Input:

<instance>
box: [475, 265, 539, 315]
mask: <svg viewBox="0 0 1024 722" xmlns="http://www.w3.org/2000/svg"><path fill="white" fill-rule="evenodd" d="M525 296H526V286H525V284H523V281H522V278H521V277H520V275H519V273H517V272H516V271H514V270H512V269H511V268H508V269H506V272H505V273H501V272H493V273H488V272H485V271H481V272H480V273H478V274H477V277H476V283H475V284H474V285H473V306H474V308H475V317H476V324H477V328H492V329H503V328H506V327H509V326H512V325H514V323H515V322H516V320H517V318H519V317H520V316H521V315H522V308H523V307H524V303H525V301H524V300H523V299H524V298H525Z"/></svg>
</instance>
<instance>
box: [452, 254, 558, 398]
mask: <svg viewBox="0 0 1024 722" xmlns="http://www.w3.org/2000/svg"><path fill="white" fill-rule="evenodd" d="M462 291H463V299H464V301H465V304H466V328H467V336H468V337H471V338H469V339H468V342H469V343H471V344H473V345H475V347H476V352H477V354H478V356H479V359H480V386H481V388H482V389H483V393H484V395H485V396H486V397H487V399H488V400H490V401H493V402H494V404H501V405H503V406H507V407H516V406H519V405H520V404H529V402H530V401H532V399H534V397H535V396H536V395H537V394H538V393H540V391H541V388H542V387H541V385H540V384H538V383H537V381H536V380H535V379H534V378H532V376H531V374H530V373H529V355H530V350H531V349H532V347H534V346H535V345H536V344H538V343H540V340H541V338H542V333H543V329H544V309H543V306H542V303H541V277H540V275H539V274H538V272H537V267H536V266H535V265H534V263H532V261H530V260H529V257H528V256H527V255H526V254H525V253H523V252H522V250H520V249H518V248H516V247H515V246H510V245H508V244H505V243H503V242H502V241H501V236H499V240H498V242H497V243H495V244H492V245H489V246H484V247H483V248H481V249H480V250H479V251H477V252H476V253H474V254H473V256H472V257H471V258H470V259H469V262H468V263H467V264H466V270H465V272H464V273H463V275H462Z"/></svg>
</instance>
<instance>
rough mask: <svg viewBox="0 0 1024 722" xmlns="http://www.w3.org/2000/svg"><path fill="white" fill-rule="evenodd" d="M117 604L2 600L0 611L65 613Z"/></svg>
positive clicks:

---

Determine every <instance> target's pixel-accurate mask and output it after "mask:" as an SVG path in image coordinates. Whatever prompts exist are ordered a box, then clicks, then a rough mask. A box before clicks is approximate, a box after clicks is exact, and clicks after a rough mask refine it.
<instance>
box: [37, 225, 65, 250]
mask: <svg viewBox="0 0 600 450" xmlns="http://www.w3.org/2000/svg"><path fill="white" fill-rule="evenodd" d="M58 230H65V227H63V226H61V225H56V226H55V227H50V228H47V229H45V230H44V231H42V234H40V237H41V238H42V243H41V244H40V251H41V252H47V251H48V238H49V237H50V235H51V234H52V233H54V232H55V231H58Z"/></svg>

==

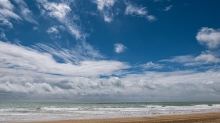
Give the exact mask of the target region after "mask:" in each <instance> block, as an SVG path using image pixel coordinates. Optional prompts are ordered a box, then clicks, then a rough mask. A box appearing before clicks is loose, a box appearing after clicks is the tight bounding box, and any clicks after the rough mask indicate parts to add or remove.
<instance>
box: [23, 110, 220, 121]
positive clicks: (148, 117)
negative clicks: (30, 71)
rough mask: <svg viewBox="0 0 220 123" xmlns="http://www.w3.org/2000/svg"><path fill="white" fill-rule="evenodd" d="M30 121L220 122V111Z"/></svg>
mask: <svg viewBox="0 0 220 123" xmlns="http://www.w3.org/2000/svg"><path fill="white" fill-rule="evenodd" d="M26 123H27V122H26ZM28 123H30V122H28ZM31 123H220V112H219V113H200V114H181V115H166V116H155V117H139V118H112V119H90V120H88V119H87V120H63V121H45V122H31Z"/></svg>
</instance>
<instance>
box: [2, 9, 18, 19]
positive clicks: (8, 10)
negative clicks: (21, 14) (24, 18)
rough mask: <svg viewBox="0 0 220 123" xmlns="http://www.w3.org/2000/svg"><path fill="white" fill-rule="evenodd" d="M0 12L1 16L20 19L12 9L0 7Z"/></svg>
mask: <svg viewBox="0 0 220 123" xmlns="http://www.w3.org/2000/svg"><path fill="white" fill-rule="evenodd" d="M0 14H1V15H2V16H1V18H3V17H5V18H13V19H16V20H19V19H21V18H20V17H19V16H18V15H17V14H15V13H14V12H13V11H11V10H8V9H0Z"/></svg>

Job item:
Pick out every line of the entries above that contains the word "negative", and copy each one in full.

Your solution:
negative clicks: (30, 71)
negative clicks: (21, 14) (24, 18)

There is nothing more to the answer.